Write out every one of the records below line for line, changing nothing.

-- Start of DATA IN THIS EXERCISE --

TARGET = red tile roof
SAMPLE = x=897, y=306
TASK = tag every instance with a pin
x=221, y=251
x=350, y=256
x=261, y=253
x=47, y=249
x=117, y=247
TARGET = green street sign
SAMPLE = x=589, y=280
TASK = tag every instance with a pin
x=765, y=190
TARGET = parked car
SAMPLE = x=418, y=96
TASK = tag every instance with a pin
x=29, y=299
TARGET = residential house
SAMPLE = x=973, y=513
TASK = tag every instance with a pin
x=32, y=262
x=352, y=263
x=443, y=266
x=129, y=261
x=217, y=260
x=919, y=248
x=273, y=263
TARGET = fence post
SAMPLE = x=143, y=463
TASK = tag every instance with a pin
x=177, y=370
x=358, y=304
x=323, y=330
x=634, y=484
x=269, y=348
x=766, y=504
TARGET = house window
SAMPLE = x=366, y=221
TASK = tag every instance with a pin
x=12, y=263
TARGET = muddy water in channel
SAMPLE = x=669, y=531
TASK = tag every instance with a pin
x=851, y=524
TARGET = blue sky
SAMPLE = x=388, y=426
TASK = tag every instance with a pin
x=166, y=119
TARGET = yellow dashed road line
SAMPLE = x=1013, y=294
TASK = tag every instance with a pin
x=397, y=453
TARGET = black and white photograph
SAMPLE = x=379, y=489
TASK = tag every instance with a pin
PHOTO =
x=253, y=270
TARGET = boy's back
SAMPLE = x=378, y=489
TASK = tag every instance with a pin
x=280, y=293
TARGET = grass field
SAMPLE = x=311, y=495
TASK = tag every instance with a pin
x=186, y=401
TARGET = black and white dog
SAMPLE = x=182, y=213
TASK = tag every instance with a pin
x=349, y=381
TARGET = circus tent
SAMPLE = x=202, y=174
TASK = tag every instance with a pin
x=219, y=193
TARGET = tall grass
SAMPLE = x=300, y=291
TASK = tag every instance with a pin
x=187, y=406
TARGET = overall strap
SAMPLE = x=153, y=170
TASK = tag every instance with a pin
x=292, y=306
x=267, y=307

-- End of DATA IN THIS EXERCISE --

» **EXERCISE OUTPUT**:
TARGET = red tile roof
SAMPLE = x=897, y=306
TASK = tag every instance with a pin
x=221, y=251
x=350, y=256
x=261, y=253
x=47, y=249
x=117, y=247
TARGET = green street sign
SAMPLE = x=589, y=280
TASK = tag every instance with a pin
x=765, y=190
TARGET = parked car
SAMPLE = x=418, y=96
TASK = tag every instance with a pin
x=29, y=299
TARGET = residential house
SAMPLE = x=973, y=513
TASK = tag every instance with a pin
x=32, y=262
x=352, y=263
x=443, y=266
x=129, y=261
x=217, y=260
x=919, y=248
x=273, y=263
TARGET = fence post
SAMPLE = x=143, y=463
TASK = tag every instance with a pin
x=177, y=370
x=358, y=304
x=323, y=330
x=634, y=484
x=269, y=348
x=766, y=504
TARGET = house window
SAMPLE = x=366, y=221
TASK = tag every instance with a pin
x=12, y=263
TARGET = muddy water in channel
SAMPLE = x=669, y=531
TASK = tag every instance with a pin
x=851, y=524
TARGET = blue sky
SAMPLE = x=388, y=426
TASK = tag every instance with a pin
x=166, y=119
TARGET = yellow dashed road line
SAMPLE = x=1013, y=294
TASK = tag every instance with a pin
x=397, y=453
TARGET = black and white photograph
SAMPLE = x=379, y=489
TASK = tag every instance with a pin
PHOTO =
x=253, y=270
TARGET = boy's back
SAMPLE = x=378, y=489
TASK = tag every instance with a pin
x=280, y=293
TARGET = grass field
SAMPLE = x=311, y=495
TASK = tag every instance with a pin
x=186, y=401
TARGET = black and white dog
SAMPLE = x=182, y=213
TASK = tag every instance with a pin
x=349, y=381
TARGET = circus tent
SAMPLE = x=202, y=174
TASK = tag every instance with a pin
x=219, y=193
TARGET = tall grass
SAMPLE = x=300, y=291
TASK = tag every instance with a pin
x=187, y=406
TARGET = overall strap
SAMPLE = x=153, y=170
TASK = tag every instance with a pin
x=292, y=306
x=267, y=307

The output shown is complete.